### Given problem a
Could you write out the records that come after the text on motor constants, reproducing every line of them word for word?

### Extracted text
>> begin

Why does \$K_e = K_t\$? Because of the physical law of Conservation of Energy. Which basically states that the electrical power put into the motor needs to equal the mechanical power got out of the motor. Assuming 100% efficiency:

\$P_{in} = P_{out}\$
\$V \cdot I = \tau \cdot \omega\$

Substituting the equations from above we get:

\$(K_e \cdot \omega) \cdot I = (K_t \cdot I) \cdot \omega\$
\$K_e = K_t\$


Cases

I'm going to assume that each parameter is being changed in isolation.


Case 1: Magnetic field strength is directly proportional to the torque constant, \$K_t\$. So as magnetic field strength is increased or decreased, the torque, \$\tau\$, will increase or decrease proportionally. Which makes sense because the stronger the magnetic field, the stronger the "push" on the armature.

Magnetic field strength is also directly proportional to the voltage constant, \$K_e\$. However \$K_e\$ is inversely proportional to the angular velocity:

$$\omega = \dfrac{V}{K_e}$$

So, as the magnetic field increases, the speed will decrease. This again makes sense because the stronger the magnetic field, the stronger the "push" on the armature so it will resist a change in speed.

>> end

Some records

>> begin

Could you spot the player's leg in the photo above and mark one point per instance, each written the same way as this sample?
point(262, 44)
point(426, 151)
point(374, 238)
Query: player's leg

>> end

### Given problem b
Can you give the whole text on motor constants again, word for word and with nothing changed?

### Written response a
Could you spot the player's leg in the photo above and mark one point per instance, each written the same way as this sample?
point(262, 44)
point(426, 151)
point(374, 238)
Query: player's leg

### Written response b
Why does \$K_e = K_t\$? Because of the physical law of Conservation of Energy. Which basically states that the electrical power put into the motor needs to equal the mechanical power got out of the motor. Assuming 100% efficiency:

\$P_{in} = P_{out}\$
\$V \cdot I = \tau \cdot \omega\$

Substituting the equations from above we get:

\$(K_e \cdot \omega) \cdot I = (K_t \cdot I) \cdot \omega\$
\$K_e = K_t\$


Cases

I'm going to assume that each parameter is being changed in isolation.


Case 1: Magnetic field strength is directly proportional to the torque constant, \$K_t\$. So as magnetic field strength is increased or decreased, the torque, \$\tau\$, will increase or decrease proportionally. Which makes sense because the stronger the magnetic field, the stronger the "push" on the armature.

Magnetic field strength is also directly proportional to the voltage constant, \$K_e\$. However \$K_e\$ is inversely proportional to the angular velocity:

$$\omega = \dfrac{V}{K_e}$$

So, as the magnetic field increases, the speed will decrease. This again makes sense because the stronger the magnetic field, the stronger the "push" on the armature so it will resist a change in speed.